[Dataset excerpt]

------------------------------------------------------------

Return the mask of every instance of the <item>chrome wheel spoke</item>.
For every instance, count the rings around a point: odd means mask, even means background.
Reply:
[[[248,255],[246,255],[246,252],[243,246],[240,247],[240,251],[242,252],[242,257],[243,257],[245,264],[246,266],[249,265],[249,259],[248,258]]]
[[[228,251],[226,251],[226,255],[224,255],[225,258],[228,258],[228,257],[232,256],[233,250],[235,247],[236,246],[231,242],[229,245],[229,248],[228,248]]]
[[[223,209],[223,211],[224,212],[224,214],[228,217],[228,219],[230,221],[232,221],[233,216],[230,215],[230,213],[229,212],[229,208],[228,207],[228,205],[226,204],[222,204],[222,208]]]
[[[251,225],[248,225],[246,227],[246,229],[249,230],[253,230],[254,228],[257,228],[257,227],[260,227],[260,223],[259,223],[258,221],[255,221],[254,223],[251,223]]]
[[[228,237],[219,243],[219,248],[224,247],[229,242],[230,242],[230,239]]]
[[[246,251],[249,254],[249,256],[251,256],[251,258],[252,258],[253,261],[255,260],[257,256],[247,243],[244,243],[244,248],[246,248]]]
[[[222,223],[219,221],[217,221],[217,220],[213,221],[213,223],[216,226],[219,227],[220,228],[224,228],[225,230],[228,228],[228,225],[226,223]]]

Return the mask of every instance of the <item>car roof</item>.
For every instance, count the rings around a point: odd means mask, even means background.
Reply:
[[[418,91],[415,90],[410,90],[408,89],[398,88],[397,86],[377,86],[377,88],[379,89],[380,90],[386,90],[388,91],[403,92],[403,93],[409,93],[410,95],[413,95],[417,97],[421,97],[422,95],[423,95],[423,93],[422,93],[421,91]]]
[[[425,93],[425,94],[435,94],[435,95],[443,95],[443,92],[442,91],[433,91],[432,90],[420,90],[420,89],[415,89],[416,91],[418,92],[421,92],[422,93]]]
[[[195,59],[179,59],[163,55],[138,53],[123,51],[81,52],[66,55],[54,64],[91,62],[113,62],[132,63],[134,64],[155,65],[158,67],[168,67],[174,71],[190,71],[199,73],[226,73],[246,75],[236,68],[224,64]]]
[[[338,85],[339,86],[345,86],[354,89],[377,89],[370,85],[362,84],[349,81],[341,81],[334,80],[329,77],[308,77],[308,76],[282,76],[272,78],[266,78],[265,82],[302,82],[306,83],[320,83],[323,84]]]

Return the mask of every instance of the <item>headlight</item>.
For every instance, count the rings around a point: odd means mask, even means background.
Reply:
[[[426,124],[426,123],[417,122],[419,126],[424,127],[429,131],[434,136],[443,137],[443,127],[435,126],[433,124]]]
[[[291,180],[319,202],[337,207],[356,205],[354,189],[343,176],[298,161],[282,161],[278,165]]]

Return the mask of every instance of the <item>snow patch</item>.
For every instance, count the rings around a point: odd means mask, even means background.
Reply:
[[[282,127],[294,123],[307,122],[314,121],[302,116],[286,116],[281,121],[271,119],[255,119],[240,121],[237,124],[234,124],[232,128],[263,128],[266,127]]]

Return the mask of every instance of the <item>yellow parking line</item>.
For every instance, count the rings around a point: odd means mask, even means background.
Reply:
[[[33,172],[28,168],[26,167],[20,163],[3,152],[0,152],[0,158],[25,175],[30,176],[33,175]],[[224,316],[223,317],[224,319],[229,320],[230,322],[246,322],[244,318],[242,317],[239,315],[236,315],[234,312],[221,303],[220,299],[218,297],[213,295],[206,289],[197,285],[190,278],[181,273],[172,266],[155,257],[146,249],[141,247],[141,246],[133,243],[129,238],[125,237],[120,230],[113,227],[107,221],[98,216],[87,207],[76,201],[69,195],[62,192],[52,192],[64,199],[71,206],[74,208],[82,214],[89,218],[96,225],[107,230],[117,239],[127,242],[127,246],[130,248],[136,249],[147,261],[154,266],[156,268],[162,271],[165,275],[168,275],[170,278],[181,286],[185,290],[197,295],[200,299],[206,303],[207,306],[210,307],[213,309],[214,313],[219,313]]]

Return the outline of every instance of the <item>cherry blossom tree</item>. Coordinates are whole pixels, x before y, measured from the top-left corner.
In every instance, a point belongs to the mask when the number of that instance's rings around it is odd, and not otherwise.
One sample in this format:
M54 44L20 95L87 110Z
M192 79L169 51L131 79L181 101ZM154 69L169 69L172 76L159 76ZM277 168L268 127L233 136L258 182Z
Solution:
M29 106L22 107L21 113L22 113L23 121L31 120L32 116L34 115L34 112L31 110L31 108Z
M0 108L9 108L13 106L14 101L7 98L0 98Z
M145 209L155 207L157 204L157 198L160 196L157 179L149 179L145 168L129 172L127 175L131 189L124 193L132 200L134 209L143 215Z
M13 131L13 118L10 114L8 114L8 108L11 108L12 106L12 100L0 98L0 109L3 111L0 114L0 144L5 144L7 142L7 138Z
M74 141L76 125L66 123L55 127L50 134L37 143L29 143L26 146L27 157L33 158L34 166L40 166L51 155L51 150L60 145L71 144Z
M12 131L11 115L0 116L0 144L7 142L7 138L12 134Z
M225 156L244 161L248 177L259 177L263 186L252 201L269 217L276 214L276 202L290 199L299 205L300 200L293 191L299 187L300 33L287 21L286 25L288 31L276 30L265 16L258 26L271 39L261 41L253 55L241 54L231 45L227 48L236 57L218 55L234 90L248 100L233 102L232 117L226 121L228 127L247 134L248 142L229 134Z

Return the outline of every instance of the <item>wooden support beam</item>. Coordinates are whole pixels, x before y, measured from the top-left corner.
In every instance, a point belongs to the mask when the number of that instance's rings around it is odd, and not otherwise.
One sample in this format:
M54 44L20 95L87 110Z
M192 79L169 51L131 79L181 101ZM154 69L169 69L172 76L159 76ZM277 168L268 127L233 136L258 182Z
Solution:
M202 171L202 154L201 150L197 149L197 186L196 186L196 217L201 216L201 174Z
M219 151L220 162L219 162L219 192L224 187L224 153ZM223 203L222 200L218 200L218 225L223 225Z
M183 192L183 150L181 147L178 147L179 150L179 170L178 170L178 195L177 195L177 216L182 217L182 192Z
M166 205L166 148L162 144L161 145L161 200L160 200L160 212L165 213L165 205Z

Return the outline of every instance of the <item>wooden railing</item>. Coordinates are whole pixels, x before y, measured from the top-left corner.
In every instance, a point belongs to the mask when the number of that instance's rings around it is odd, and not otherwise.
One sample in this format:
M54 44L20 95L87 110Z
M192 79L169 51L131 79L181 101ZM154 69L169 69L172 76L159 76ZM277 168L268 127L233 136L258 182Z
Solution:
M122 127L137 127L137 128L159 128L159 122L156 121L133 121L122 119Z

------------------------------------------------------------

• [TASK TO COMPLETE]
Render every line of the entries above as a JSON list of strings, with one string per line and blank lines omitted.

• [RESPONSE TO THE TASK]
[
  "Return the mask of every instance of the <item>chrome wheel spoke</item>.",
  "For every instance, count the rings around a point: odd means mask, even means background.",
  "Reply:",
  "[[[248,255],[246,255],[246,252],[243,246],[240,247],[240,251],[242,252],[242,257],[243,257],[245,264],[246,266],[249,265],[249,259],[248,258]]]",
  "[[[228,251],[226,251],[226,255],[224,255],[225,258],[228,258],[228,257],[232,256],[233,250],[235,247],[236,246],[231,242],[229,245],[229,248],[228,248]]]",
  "[[[223,209],[223,211],[224,212],[224,214],[228,217],[228,219],[230,221],[232,221],[233,216],[230,215],[230,213],[229,212],[229,208],[228,207],[228,205],[226,204],[222,204],[222,208]]]",
  "[[[251,225],[248,225],[246,227],[246,229],[249,230],[253,230],[254,228],[257,228],[257,227],[260,227],[260,223],[259,223],[258,221],[255,221],[254,223],[251,223]]]",
  "[[[228,237],[219,243],[219,248],[224,247],[229,242],[230,242],[230,239]]]",
  "[[[246,251],[249,254],[249,256],[251,256],[251,258],[252,258],[253,261],[255,260],[257,256],[247,243],[244,243],[244,248],[246,248]]]",
  "[[[222,223],[219,221],[217,221],[217,220],[213,221],[213,223],[216,226],[219,227],[220,228],[224,228],[225,230],[228,228],[228,225],[226,223]]]",
  "Return the mask of every instance of the <item>car roof</item>.",
  "For every instance, count the rings around a point: odd means mask, even means background.",
  "Reply:",
  "[[[418,91],[415,90],[410,90],[408,89],[398,88],[397,86],[377,86],[377,88],[379,89],[380,90],[386,90],[388,91],[403,92],[403,93],[409,93],[410,95],[413,95],[417,97],[421,97],[422,95],[423,95],[423,93],[422,93],[421,91]]]",
  "[[[425,93],[425,94],[435,94],[435,95],[443,95],[443,92],[442,91],[433,91],[432,90],[420,90],[420,89],[415,89],[416,91],[418,92],[421,92],[422,93]]]",
  "[[[195,59],[179,59],[163,55],[138,53],[123,51],[81,52],[66,55],[54,64],[91,62],[113,62],[132,63],[134,64],[155,65],[158,67],[168,67],[174,71],[190,71],[199,73],[226,73],[246,75],[236,68],[224,64]]]",
  "[[[338,85],[339,86],[345,86],[354,89],[377,89],[370,85],[362,84],[349,81],[341,81],[334,80],[329,77],[308,77],[308,76],[282,76],[272,78],[266,78],[265,82],[302,82],[306,83],[320,83],[323,84]]]",
  "Return the mask of every instance of the <item>headlight</item>.",
  "For every instance, count the rings around a point: odd means mask, even means background.",
  "Reply:",
  "[[[426,124],[426,123],[417,122],[419,126],[424,127],[429,131],[434,136],[443,137],[443,127],[435,126],[433,124]]]",
  "[[[291,180],[319,202],[337,207],[356,205],[354,189],[343,176],[298,161],[282,161],[278,165]]]",
  "Return the mask of every instance of the <item>snow patch</item>.",
  "For every instance, count the rings around a point: odd means mask, even means background.",
  "Reply:",
  "[[[282,127],[294,123],[307,122],[314,121],[302,116],[286,116],[281,121],[271,119],[255,119],[240,121],[237,124],[234,124],[232,128],[263,128],[266,127]]]",
  "Return the mask of every instance of the <item>yellow parking line</item>.",
  "For every instance, count the rings around a point: odd means mask, even means background.",
  "Reply:",
  "[[[33,172],[28,168],[26,167],[20,163],[3,152],[0,152],[0,158],[25,175],[30,176],[33,175]],[[224,316],[223,317],[224,319],[229,320],[230,322],[246,322],[244,318],[242,317],[239,315],[236,315],[234,312],[221,303],[220,299],[218,297],[213,295],[206,289],[197,285],[190,278],[181,273],[172,266],[155,257],[146,249],[141,247],[141,246],[133,243],[129,238],[125,237],[120,230],[113,227],[107,221],[98,216],[87,207],[76,201],[69,195],[62,192],[52,192],[64,199],[71,206],[74,208],[82,214],[89,218],[96,225],[107,230],[117,239],[127,242],[127,246],[130,248],[136,249],[147,261],[154,266],[156,268],[162,271],[165,275],[168,275],[170,278],[181,286],[185,290],[197,295],[200,299],[206,303],[207,306],[210,307],[213,309],[214,313],[219,313]]]",
  "Return the outline of every instance of the <item>cherry blossom tree</item>. Coordinates are whole pixels, x before y, measured from the top-left corner.",
  "In every instance, a point belongs to the mask when the number of that instance's rings around it is odd, and not otherwise.",
  "One sample in this format:",
  "M54 44L20 95L87 110Z",
  "M192 79L169 51L131 79L181 101ZM154 69L169 69L172 76L159 76ZM277 168L268 127L233 136L258 182Z",
  "Solution:",
  "M29 106L22 107L21 113L22 113L23 121L31 120L32 116L34 115L34 112L31 110L31 108Z",
  "M0 108L9 108L13 106L14 101L7 98L0 98Z",
  "M145 209L155 207L157 204L157 198L160 196L157 179L149 179L145 168L129 172L127 175L131 189L124 193L132 200L134 209L143 215Z",
  "M13 131L13 118L10 114L8 114L8 108L11 108L12 106L12 100L0 98L0 109L3 111L0 114L0 144L5 144L7 142L7 138Z",
  "M74 141L76 125L66 123L55 127L50 134L37 143L29 143L26 146L27 157L33 158L34 166L40 166L51 155L51 150L60 145L71 144Z",
  "M12 131L11 115L0 116L0 144L7 142L7 138L12 134Z",
  "M225 156L244 161L248 177L259 177L263 186L252 201L269 217L276 214L276 202L290 199L299 205L300 200L293 191L299 187L300 33L287 21L286 25L288 31L276 30L265 16L258 26L271 39L261 41L253 55L241 54L231 45L227 48L236 57L218 55L234 90L248 100L233 102L232 117L226 121L228 127L247 134L248 142L229 134Z",
  "Return the outline of every instance of the <item>wooden support beam</item>. Coordinates are whole pixels, x before y, measured from the top-left corner.",
  "In every instance, a point belongs to the mask when the number of that instance's rings around it is odd, and not otherwise.",
  "One sample in this format:",
  "M54 44L20 95L87 110Z",
  "M192 79L169 51L131 79L181 101ZM154 69L169 69L172 76L159 76ZM277 168L268 127L233 136L258 182Z",
  "Solution:",
  "M202 171L202 154L201 150L197 149L197 186L196 186L196 217L201 216L201 174Z",
  "M219 151L220 162L219 162L219 192L224 187L224 153ZM223 203L222 200L218 200L218 225L223 225Z",
  "M183 192L183 150L181 147L178 147L179 150L179 170L178 170L178 195L177 195L177 216L182 217L182 192Z",
  "M166 205L166 148L162 144L161 145L161 200L160 200L160 212L165 213L165 205Z",
  "Return the outline of every instance of the <item>wooden railing</item>. Coordinates are whole pixels, x before y, measured from the top-left corner.",
  "In every instance, a point belongs to the mask when the number of that instance's rings around it is odd, and not otherwise.",
  "One sample in this format:",
  "M54 44L20 95L87 110Z",
  "M192 79L169 51L131 79L181 101ZM154 69L169 69L172 76L159 76ZM277 168L268 127L233 136L258 182Z",
  "Solution:",
  "M122 127L137 127L137 128L159 128L159 122L156 121L133 121L122 119Z"
]